Work instruction: Filter the data below for the string "wheel" and copy each matching line.

Input data:
----------
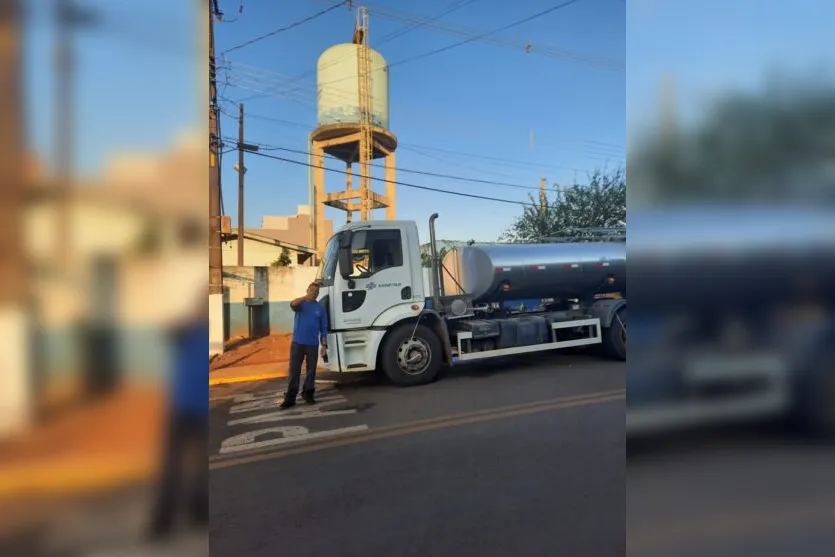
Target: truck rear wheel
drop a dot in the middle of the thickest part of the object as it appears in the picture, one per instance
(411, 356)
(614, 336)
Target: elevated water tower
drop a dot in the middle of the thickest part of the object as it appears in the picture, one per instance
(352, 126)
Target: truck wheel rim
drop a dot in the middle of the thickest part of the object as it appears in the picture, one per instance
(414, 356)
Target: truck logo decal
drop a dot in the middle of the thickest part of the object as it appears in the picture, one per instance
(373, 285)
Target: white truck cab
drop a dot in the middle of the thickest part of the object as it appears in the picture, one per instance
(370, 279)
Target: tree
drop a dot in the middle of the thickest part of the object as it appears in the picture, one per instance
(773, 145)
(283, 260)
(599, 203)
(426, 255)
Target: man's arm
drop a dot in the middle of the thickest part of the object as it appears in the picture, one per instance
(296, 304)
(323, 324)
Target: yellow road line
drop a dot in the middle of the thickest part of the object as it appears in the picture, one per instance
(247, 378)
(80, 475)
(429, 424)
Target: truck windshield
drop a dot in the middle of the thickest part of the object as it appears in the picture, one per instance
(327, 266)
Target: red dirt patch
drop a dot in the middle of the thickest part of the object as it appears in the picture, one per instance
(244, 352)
----------
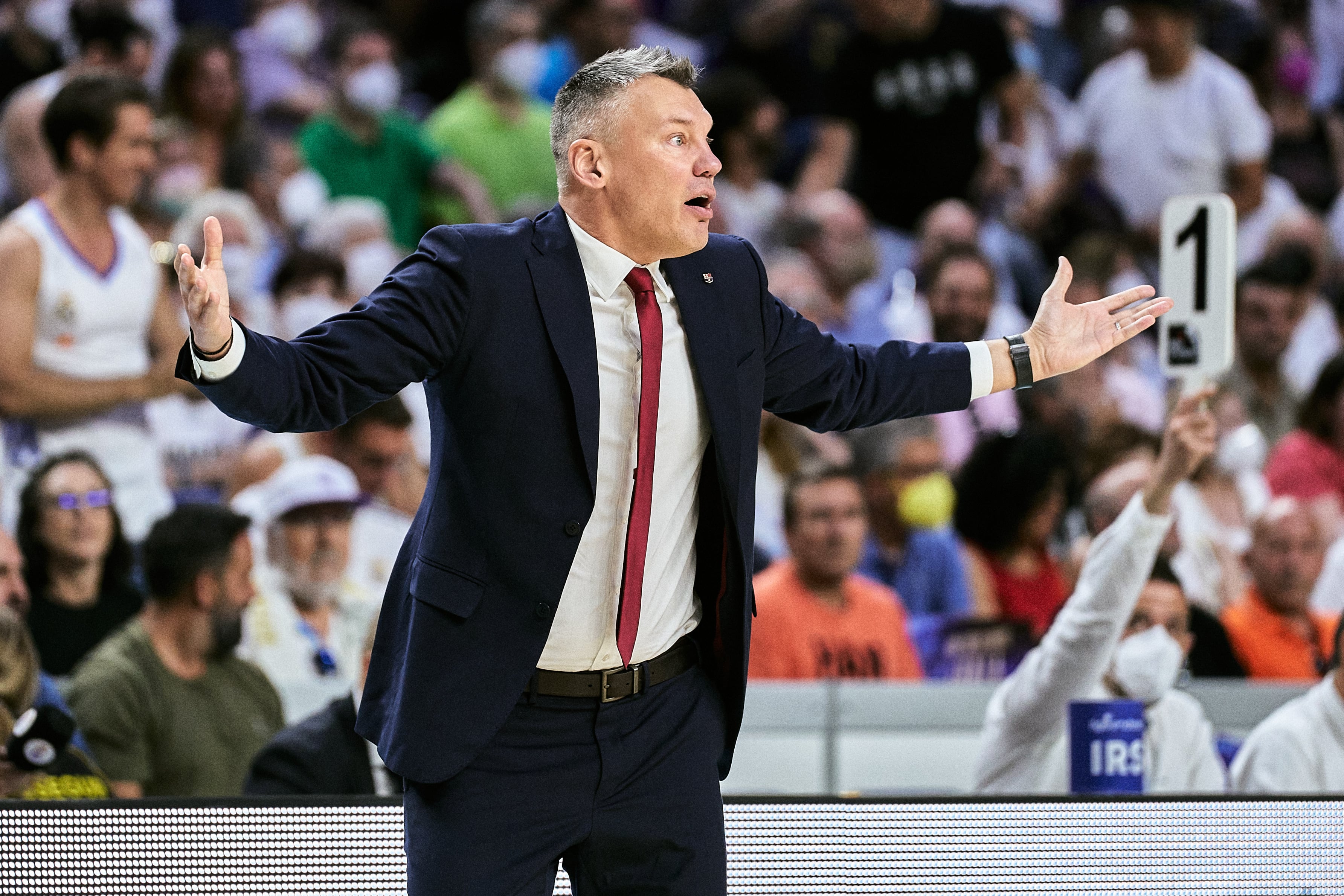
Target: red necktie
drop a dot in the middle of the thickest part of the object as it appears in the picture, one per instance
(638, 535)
----------
Task answer:
Target: truck rear wheel
Target: truck wheel rim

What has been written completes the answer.